DESCRIPTION OF THE TASK:
Each entry must be output exactly as it appears.

──────── DATASET ENTRIES ────────

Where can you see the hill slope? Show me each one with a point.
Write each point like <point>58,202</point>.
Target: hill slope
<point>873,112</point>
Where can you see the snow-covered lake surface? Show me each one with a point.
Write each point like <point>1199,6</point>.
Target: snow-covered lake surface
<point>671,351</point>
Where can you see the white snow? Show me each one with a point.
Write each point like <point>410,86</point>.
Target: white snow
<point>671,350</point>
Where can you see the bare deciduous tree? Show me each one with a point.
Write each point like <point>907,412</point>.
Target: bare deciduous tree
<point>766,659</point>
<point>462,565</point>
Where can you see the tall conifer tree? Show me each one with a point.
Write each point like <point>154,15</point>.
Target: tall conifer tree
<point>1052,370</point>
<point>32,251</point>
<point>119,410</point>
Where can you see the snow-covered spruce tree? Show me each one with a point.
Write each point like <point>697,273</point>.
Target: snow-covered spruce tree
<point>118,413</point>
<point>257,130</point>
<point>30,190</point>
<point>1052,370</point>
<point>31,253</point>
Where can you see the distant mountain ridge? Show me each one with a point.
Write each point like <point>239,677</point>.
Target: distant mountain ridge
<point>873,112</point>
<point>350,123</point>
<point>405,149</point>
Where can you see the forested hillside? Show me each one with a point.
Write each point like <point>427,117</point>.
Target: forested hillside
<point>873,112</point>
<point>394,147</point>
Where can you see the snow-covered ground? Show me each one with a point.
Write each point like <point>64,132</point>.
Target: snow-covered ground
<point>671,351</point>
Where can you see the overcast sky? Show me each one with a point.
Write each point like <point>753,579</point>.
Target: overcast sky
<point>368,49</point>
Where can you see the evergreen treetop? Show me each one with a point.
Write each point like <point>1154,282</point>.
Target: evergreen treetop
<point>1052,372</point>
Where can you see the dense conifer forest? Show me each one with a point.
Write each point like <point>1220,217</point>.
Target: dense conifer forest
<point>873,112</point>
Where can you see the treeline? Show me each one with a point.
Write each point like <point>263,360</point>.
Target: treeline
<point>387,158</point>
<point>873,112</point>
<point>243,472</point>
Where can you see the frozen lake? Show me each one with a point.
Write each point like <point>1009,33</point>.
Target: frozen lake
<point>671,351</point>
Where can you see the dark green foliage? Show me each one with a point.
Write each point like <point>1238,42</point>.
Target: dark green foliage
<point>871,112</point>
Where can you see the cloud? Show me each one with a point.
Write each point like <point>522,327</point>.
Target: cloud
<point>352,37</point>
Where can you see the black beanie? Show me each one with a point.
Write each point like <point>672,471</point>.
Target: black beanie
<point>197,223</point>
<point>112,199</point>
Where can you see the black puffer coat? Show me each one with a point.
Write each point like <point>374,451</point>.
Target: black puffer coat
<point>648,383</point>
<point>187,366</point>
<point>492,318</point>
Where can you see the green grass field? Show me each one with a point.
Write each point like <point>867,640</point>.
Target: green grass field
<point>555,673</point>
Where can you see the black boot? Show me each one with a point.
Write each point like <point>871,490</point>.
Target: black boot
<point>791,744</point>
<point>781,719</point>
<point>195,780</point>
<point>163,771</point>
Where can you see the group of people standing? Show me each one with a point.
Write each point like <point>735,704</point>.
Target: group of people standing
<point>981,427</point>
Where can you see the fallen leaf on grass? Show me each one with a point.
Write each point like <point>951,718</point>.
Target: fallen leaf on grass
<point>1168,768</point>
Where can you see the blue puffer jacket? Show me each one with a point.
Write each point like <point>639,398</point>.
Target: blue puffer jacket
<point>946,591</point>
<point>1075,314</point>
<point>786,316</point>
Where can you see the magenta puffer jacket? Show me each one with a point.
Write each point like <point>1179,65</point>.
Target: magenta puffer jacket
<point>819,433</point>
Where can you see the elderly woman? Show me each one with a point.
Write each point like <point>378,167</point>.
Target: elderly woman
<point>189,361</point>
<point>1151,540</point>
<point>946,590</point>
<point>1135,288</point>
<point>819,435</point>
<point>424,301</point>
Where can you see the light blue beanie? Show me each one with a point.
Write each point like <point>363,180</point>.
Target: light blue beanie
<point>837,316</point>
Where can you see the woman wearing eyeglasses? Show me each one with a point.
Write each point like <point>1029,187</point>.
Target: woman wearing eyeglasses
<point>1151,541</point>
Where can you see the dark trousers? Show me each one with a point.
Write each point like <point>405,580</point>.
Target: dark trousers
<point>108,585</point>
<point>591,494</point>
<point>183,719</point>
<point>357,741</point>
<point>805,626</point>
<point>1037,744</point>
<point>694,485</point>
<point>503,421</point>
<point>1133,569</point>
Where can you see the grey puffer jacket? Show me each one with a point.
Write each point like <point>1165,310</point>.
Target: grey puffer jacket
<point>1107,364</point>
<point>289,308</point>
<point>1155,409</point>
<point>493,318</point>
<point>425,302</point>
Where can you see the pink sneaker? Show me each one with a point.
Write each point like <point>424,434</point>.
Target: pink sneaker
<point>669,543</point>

────────

SOLVED PROBLEM:
Where can you see the hill slope? Show me each one with a point.
Write each point like <point>58,202</point>.
Target: hill slope
<point>873,112</point>
Where can you see the snow-covered lake surface? Show me each one with a point.
Write each point like <point>1199,6</point>.
Target: snow-covered lake surface
<point>671,351</point>
Where can you see the white snow? Show me each one with a point.
Write each point like <point>410,86</point>.
Target: white snow
<point>671,350</point>
Where can you see the bare deciduous tree? Show me each one with a point.
Write each point like <point>907,412</point>.
Target: bare deciduous tree
<point>766,659</point>
<point>462,565</point>
Where can you see the tall conifer tree? Show me each one with a point.
Write each point like <point>154,15</point>.
Target: tall conifer tree
<point>1052,370</point>
<point>32,251</point>
<point>119,410</point>
Where can you see the snow-covered spruce tree? Show me each one with a point.
Write each point like <point>697,273</point>.
Target: snow-covered spruce tree
<point>118,413</point>
<point>257,130</point>
<point>30,190</point>
<point>1052,370</point>
<point>31,253</point>
Where can you see the distant mountain ridge? Show me each one with a point.
Write each point like <point>239,677</point>.
Target: distant mountain ridge
<point>873,112</point>
<point>350,123</point>
<point>405,149</point>
Where can you see the forested hillside? Show me each one with a point.
Write each point like <point>427,117</point>.
Target: forested hillside
<point>873,112</point>
<point>394,147</point>
Where can you see the snow-covered ground? Show me each one with a point.
Write each point like <point>64,132</point>.
Target: snow-covered ground
<point>671,351</point>
Where can you see the overcast sky? Show me each one with a point.
Write each point like <point>753,579</point>.
Target: overcast sky
<point>368,49</point>
Where can you see the evergreen treetop? Show me each one with a point.
Write each point like <point>1154,282</point>.
Target: evergreen treetop
<point>1052,372</point>
Where can you see the dense conifer forest? Show me each one with a point.
Write each point like <point>1220,217</point>.
Target: dense conifer forest
<point>873,112</point>
Where can you see the treeline? Show me each one with a point.
Write each point like <point>263,360</point>.
Target: treeline
<point>387,158</point>
<point>873,112</point>
<point>243,472</point>
Where can you see the frozen lake? Show me each one with a point.
Write each point like <point>1009,33</point>.
Target: frozen lake
<point>671,351</point>
Where can you see the dark green foliage? Show me each one with a point.
Write each point like <point>1238,42</point>.
Target: dark green foliage
<point>871,112</point>
Where can you see the cloud? Show me each one with a point.
Write each point like <point>522,327</point>.
Target: cloud
<point>352,37</point>
Where can you see the black beanie? Show me each one with a point.
Write each point like <point>672,471</point>.
Target: black beanie
<point>197,223</point>
<point>112,199</point>
Where can you see the black puffer coat? Show me each one with a point.
Write each point like <point>374,451</point>.
Target: black puffer coat
<point>648,383</point>
<point>187,366</point>
<point>492,318</point>
Where can you see the green grass field? Show me each one with a point.
Write each point like <point>867,640</point>.
Target: green grass field
<point>555,673</point>
Where can you see the black boot? Show me each one with a point.
Write each point like <point>871,490</point>.
Target: black boot
<point>791,744</point>
<point>781,719</point>
<point>195,780</point>
<point>163,771</point>
Where can you see the group of people standing? Show me each one with a point.
Write each point like <point>735,704</point>.
Target: group of people standing
<point>981,427</point>
Where can you see the fallen leaf on grass? Show me each one with a point.
Write each point like <point>951,718</point>.
Target: fallen leaf on grass
<point>1168,768</point>
Where can you see the blue puffer jacket? Show me each one with a point.
Write each point like <point>639,398</point>.
Target: blue puffer jacket
<point>946,591</point>
<point>1075,314</point>
<point>786,316</point>
Where can you see the magenta puffer jacket? Show me each one with a point.
Write each point like <point>1179,65</point>.
Target: magenta puffer jacket
<point>819,433</point>
Where can you see the elderly woman? Show me each one with a point.
Write each point like <point>378,167</point>.
Target: elderly woman
<point>189,361</point>
<point>1151,540</point>
<point>946,590</point>
<point>1135,288</point>
<point>819,435</point>
<point>424,301</point>
Where can you see the light blue beanie? Show me each one with a point.
Write each point like <point>363,180</point>.
Target: light blue beanie
<point>837,316</point>
Where can you see the woman wearing eyeglasses? Show me each one with a point.
Write each point like <point>1029,187</point>.
Target: woman wearing eyeglasses
<point>1151,541</point>
Where can you see the dark trousers? Show me each one with a point.
Write each point like <point>405,580</point>.
Target: dark trousers
<point>108,585</point>
<point>591,494</point>
<point>183,719</point>
<point>357,741</point>
<point>805,626</point>
<point>1037,744</point>
<point>694,485</point>
<point>503,421</point>
<point>1133,569</point>
Where can you see the grey puffer jacket? Show me each one with a point.
Write each point like <point>1165,310</point>.
Target: grey puffer jacket
<point>1107,364</point>
<point>289,308</point>
<point>1155,409</point>
<point>493,318</point>
<point>425,302</point>
Where can you see the pink sneaker? Show me each one with a point.
Write each point like <point>424,434</point>.
Target: pink sneaker
<point>669,543</point>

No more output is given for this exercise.